• **Selected passage**:

A new nationalism in Japan has combined a desire to be a "normal nation" with a historic revisionism which disturbs Tokyo's neighbors. Tokyo justifiably wants a greater role in the world, including a permanent UN Security Council seat, which goes beyond the "checkbook diplomacy" for which it was roundly criticized during the Gulf War. The Armitage Report heralded Japan as the "Great Britain" for the United States in Asia. This boisterous image, however, ignored the sensitivities of the United States' other major East Asian ally, South Korea, a nation which must necessarily play a central role in the resolution of the North Korean nuclear crisis. Yasukuni Shrine visits, insensitive statements on the comfort women issue, and revised textbooks have all set off alarm bells in Seoul.

• **Exercise directions**: In the passage on Japan's new nationalism, why does the "Great Britain" image from the Armitage Report pose a problem? Explain in one to three sentences.

• **Data under study**:
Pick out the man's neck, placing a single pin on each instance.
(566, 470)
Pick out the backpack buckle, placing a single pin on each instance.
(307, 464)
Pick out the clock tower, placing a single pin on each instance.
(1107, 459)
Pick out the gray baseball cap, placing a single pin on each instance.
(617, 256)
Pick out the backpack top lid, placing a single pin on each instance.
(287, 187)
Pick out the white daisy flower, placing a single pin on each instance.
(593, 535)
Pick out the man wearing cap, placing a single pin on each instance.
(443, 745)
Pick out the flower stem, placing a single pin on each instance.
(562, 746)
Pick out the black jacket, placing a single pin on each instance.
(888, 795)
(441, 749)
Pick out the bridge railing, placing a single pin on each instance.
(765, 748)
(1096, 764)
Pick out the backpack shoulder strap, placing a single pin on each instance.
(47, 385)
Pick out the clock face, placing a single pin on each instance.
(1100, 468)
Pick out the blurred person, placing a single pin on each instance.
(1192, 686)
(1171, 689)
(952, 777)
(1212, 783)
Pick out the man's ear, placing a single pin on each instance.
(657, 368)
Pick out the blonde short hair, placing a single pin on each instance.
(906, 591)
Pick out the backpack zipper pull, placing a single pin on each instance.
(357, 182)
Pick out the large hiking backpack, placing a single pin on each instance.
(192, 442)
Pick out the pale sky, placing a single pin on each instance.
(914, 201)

• **Solution**: The image ignored the sensitivities of South Korea, the United States' other major East Asian ally. South Korea must play a central role in resolving the North Korean nuclear crisis, and Yasukuni Shrine visits, statements on the comfort women issue, and revised textbooks have alarmed Seoul.